-- Task instructions --
Return every entry exactly as written.

▬▬▬

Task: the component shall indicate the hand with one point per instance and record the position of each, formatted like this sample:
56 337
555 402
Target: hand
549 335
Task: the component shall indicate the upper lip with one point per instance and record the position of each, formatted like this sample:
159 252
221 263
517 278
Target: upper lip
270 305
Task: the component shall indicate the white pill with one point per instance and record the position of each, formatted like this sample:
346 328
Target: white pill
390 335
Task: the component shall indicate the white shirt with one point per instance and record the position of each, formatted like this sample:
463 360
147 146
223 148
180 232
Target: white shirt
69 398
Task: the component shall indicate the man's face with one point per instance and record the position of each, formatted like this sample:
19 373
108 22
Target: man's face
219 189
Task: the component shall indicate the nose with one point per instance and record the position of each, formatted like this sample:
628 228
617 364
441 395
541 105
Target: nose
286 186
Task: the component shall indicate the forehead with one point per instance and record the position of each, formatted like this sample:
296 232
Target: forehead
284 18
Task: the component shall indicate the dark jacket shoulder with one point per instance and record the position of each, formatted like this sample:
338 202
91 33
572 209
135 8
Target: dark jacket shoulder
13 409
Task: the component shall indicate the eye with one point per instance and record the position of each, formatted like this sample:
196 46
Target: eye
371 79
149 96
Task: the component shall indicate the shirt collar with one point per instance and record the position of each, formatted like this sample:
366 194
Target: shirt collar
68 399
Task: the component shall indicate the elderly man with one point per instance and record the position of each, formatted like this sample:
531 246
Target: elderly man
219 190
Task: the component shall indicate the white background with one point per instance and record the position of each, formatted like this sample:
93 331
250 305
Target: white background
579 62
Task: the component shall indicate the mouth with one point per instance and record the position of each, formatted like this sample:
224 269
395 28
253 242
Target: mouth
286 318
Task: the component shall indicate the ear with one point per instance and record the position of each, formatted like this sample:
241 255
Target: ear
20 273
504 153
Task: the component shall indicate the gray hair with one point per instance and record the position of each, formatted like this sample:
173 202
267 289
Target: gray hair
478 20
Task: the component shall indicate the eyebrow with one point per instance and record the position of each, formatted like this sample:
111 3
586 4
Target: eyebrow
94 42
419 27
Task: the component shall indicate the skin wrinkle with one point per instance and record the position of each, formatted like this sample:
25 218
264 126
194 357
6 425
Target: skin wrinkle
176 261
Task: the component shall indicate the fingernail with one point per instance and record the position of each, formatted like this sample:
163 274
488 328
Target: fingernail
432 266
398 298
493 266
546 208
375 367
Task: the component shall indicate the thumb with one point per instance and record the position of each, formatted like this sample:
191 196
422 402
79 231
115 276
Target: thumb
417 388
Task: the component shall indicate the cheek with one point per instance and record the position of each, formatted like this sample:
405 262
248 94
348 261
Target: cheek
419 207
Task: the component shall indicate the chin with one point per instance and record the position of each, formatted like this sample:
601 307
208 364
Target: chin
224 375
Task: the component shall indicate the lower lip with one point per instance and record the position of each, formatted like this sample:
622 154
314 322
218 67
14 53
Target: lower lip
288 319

▬▬▬

-- Exercise response --
Task: the component shall indicate the hand with one point per instance and record the position of each, formatted like this sample:
56 337
555 402
Target: hand
549 335
Task: the component shall indicate the upper lip with one point per instance and record the position of each, formatted like this sample:
159 252
221 263
517 278
Target: upper lip
270 305
Task: the component shall indicate the white pill with one point per instance and record the position of each, formatted like this sample:
346 328
Target: white pill
390 335
Task: the component shall indicate the white shirt with one point per instance and record the position of each, formatted like this sample:
463 360
147 146
223 148
180 232
Target: white shirt
69 398
Task: the component shall indicate the man's face with one point per instance and record the position of each, formatted like this sample:
19 373
108 22
Target: man's face
219 189
Task: the component shall indicate the nose with one point per instance and record the position of each, formatted like this sample:
628 228
617 364
441 395
541 105
Target: nose
286 186
Task: the component shall indicate the forehead with one point per instance and record the position of each, formatted like this sample:
296 232
Target: forehead
284 18
Task: the component shall indicate the dark jacket shoulder with one point per instance and record the position of each, formatted like this sample:
338 202
91 33
572 209
135 8
Target: dark jacket shoulder
13 409
Task: the component shall indicate the eye with one point per instance and record the position of each, formatted like this sample:
196 46
Target: eye
371 79
149 96
Task: the component shall indicate the shirt collar with one point per instance and record the position of each, formatted like this sample:
366 194
Target: shirt collar
68 399
Task: the component shall indicate the elderly man with one point per instance and record the position of each, formatted like this sample:
531 246
Target: elderly man
219 190
Task: the component shall indicate the white background with one point per instance and record the position of each, formatted like this sample:
93 331
250 305
Target: white background
579 62
Task: the component shall indicate the mouth with one point per instance and record the position of each, formatted like this sample:
224 269
395 28
253 242
Target: mouth
286 318
Task: the component shall indicate the ear with one point per instance and record the position of each, formatted like this sample:
241 255
Target: ear
20 273
504 153
Task: the component shall indicate the gray hair with one point per instance and record the position of each, formatted like this sample:
173 202
267 289
Target: gray hair
478 20
Task: the component shall indicate the eyebrow with one point per instance and record the position of each, formatted like this sample:
111 3
586 4
Target: eyebrow
94 42
419 27
Task: the component shall indicate the skin wrinkle with one point per instance and record the position of each, formatted like this sample:
25 218
264 126
194 357
6 425
Target: skin wrinkle
176 261
Task: the component shall indicate the fingernail with one point per instance and record the position of each, formatted like this sample:
163 274
488 328
Target: fingernail
432 266
398 298
493 266
546 208
375 367
Task: the component shall indicate the thumb with one point per instance and record the position of each, formatted like this sample:
191 196
422 402
79 231
115 276
Target: thumb
417 388
Task: the component shall indicate the cheek with one point per instance and record the position of each, formatted like this sample:
405 262
248 94
348 261
Target: cheek
419 207
Task: the component shall indicate the chin with one point per instance and record the position of each, formatted like this sample:
601 307
208 364
Target: chin
224 375
Task: the component shall indicate the lower lip with one point per instance and record the position of each, formatted like this sample:
622 154
314 322
218 67
14 53
Target: lower lip
288 319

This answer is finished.